**WHAT TO WORK ON**
Scan the following data for lines with "shirt" and state how many there are, as a number only.

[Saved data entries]
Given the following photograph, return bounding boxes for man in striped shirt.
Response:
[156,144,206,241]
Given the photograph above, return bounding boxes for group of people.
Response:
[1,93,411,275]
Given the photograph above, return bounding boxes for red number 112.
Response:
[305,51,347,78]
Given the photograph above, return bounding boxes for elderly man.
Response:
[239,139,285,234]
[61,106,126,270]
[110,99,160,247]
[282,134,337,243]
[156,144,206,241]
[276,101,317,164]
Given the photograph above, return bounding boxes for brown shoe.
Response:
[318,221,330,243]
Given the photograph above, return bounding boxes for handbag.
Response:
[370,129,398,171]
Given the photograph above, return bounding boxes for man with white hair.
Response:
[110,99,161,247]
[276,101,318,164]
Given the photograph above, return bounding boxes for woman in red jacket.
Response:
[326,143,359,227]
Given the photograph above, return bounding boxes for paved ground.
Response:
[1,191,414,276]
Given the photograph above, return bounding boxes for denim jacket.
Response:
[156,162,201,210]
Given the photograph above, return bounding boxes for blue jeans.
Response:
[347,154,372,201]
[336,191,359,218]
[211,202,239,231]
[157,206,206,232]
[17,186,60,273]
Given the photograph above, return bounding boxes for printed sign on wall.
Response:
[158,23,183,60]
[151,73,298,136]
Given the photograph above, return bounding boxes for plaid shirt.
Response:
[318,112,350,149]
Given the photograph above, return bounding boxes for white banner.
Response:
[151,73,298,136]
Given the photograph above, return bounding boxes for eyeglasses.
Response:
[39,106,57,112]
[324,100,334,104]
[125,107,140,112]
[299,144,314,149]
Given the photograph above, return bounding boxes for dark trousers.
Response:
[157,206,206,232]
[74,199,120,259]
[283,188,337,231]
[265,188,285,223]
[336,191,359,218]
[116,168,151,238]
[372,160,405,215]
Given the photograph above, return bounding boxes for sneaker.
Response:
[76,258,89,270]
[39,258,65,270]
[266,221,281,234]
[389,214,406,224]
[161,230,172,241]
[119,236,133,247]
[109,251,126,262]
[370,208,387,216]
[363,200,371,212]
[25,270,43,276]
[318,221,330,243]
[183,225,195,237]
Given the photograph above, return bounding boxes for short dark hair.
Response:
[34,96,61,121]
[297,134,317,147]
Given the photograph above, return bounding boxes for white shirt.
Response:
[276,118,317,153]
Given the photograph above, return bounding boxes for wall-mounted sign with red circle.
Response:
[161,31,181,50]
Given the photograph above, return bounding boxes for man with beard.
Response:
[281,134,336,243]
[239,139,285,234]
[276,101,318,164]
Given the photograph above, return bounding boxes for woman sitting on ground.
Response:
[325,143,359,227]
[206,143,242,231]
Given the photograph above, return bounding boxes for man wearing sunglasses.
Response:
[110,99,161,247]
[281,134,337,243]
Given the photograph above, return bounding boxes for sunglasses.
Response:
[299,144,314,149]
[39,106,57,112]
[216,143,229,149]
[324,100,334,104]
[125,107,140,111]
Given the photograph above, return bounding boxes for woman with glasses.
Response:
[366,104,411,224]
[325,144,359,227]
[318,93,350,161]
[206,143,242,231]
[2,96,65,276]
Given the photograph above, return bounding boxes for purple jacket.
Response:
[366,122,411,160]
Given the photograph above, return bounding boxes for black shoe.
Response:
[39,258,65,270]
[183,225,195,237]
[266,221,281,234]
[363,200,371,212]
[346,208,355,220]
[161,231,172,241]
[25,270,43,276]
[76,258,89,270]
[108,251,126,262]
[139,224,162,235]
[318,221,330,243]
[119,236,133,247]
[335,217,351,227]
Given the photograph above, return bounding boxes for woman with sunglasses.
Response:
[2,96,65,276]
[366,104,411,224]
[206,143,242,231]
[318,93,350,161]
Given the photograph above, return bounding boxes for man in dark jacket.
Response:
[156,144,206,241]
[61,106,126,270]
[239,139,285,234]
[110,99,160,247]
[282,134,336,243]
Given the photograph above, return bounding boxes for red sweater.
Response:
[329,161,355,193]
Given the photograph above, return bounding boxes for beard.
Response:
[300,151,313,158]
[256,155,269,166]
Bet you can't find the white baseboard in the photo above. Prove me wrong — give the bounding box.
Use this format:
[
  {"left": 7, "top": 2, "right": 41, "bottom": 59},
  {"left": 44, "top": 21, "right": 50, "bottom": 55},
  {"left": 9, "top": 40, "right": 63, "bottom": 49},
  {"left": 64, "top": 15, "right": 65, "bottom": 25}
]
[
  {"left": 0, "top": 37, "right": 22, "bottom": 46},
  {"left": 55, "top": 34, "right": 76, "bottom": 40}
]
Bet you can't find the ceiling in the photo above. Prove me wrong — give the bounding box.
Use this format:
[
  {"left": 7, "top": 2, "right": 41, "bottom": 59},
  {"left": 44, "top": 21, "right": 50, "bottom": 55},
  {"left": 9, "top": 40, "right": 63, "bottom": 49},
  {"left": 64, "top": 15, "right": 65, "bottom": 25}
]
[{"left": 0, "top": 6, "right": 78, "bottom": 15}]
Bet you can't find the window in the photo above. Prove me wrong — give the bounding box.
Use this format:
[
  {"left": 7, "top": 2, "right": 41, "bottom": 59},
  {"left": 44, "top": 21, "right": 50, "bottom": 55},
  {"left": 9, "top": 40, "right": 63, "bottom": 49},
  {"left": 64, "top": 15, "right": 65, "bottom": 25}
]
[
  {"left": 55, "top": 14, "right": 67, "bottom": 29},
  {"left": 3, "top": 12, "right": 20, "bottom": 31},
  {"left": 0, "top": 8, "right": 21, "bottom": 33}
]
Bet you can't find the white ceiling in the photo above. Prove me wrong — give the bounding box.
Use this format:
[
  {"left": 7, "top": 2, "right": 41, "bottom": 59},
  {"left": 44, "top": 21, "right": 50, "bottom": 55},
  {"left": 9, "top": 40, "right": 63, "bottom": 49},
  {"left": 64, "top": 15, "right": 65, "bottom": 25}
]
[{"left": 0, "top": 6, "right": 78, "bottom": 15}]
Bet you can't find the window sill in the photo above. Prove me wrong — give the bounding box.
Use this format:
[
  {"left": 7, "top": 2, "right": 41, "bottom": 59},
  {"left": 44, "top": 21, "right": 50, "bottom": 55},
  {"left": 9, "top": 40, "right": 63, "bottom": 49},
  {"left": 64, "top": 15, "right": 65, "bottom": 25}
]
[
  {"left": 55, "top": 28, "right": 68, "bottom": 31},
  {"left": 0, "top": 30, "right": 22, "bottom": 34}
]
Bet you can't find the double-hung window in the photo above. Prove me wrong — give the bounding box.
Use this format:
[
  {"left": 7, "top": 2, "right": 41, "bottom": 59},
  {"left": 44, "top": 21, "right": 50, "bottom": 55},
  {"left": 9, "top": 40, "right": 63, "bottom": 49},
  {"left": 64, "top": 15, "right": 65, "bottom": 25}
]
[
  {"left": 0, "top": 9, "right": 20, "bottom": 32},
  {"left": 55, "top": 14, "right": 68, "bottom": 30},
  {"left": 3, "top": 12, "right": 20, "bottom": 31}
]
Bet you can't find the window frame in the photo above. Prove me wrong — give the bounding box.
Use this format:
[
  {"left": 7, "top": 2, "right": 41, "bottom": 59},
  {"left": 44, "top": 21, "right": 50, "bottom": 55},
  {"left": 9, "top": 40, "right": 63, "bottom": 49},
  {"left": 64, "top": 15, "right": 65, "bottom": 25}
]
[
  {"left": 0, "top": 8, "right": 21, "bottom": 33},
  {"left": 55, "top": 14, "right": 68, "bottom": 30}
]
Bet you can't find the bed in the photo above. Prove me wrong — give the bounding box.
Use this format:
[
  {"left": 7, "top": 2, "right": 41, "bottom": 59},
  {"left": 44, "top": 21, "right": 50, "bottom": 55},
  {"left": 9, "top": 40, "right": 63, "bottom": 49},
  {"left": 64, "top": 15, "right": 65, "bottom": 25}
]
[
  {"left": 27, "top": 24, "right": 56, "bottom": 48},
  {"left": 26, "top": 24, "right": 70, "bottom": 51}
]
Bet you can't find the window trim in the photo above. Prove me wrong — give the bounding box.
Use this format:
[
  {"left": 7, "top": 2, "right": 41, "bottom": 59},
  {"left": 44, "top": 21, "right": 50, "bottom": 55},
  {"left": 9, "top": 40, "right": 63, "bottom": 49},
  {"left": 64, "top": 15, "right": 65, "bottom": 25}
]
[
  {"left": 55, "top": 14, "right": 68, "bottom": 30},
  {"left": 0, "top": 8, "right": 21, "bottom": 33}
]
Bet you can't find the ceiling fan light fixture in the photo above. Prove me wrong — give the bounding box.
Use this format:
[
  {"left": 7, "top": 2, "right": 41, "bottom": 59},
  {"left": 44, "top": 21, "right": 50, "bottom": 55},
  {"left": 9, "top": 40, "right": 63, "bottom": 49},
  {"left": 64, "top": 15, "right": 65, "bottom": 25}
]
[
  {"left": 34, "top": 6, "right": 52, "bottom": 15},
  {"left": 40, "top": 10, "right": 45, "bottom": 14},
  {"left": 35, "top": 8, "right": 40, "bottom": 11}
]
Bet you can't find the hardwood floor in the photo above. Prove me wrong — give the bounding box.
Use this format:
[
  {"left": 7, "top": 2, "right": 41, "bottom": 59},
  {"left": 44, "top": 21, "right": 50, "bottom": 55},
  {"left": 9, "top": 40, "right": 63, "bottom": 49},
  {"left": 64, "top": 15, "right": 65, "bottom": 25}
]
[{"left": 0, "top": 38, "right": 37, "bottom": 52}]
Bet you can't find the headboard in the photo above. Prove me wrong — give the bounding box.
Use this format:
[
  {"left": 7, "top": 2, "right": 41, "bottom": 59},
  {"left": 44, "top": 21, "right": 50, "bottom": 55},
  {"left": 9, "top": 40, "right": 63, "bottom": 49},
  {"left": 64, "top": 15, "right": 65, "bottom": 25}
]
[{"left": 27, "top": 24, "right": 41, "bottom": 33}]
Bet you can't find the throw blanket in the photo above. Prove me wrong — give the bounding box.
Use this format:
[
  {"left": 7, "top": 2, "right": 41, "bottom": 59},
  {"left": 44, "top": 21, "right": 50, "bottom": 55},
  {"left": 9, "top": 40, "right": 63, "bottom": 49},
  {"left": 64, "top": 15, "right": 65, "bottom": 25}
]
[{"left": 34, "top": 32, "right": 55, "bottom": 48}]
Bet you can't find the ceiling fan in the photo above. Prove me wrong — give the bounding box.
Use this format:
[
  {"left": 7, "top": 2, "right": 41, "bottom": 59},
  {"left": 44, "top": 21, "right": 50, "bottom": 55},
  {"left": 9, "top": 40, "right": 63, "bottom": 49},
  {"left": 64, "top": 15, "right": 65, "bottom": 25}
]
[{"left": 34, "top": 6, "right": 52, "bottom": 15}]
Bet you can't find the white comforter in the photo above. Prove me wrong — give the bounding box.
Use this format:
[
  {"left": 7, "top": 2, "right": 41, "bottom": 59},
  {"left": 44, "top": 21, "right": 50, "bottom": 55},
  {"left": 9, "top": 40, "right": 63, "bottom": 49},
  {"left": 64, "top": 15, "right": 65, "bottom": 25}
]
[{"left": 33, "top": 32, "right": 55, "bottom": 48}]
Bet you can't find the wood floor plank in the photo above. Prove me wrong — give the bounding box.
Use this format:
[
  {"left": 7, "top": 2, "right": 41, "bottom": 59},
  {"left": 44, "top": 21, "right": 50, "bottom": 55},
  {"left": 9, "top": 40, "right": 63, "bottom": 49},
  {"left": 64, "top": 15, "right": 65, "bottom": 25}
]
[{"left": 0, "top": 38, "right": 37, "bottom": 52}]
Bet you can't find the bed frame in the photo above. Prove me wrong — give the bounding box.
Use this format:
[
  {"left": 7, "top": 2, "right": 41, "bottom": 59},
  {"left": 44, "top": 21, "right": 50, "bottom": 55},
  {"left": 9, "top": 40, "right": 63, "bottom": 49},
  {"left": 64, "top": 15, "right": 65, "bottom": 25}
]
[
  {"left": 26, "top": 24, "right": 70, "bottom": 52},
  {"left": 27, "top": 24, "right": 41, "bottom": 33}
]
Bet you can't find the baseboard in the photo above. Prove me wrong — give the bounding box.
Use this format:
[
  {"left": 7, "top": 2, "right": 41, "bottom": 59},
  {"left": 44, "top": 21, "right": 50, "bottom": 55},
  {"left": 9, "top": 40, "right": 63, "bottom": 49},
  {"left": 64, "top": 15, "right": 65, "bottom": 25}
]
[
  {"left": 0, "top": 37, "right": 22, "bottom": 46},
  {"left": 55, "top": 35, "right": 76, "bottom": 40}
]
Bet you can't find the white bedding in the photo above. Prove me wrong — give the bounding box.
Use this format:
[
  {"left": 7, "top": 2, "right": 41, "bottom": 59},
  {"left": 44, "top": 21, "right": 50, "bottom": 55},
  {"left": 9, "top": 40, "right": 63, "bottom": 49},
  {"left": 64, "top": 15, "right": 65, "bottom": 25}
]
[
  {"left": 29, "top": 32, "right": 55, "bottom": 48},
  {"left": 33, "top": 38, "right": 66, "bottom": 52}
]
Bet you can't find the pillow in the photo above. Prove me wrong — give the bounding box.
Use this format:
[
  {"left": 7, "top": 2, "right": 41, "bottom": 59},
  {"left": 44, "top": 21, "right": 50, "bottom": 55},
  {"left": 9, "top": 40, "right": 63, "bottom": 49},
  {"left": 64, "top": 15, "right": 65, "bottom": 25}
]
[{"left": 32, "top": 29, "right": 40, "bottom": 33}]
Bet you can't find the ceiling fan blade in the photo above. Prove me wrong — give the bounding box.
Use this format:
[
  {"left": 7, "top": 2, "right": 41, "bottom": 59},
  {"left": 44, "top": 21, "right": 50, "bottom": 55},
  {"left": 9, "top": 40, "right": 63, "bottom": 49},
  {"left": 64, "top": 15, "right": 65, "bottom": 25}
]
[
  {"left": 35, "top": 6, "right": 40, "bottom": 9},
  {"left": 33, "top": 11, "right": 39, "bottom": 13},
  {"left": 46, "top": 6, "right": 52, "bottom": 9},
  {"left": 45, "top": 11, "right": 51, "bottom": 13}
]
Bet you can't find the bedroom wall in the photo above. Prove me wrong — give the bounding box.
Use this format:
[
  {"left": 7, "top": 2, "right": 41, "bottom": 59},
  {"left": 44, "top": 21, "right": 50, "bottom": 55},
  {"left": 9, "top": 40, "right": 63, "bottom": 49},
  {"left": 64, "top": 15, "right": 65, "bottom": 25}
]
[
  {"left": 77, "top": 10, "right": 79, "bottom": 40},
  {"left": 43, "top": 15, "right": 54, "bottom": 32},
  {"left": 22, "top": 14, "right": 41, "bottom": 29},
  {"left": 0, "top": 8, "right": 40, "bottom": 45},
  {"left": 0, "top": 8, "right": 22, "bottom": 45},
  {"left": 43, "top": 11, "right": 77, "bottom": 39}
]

**COMPLETED EXERCISE**
3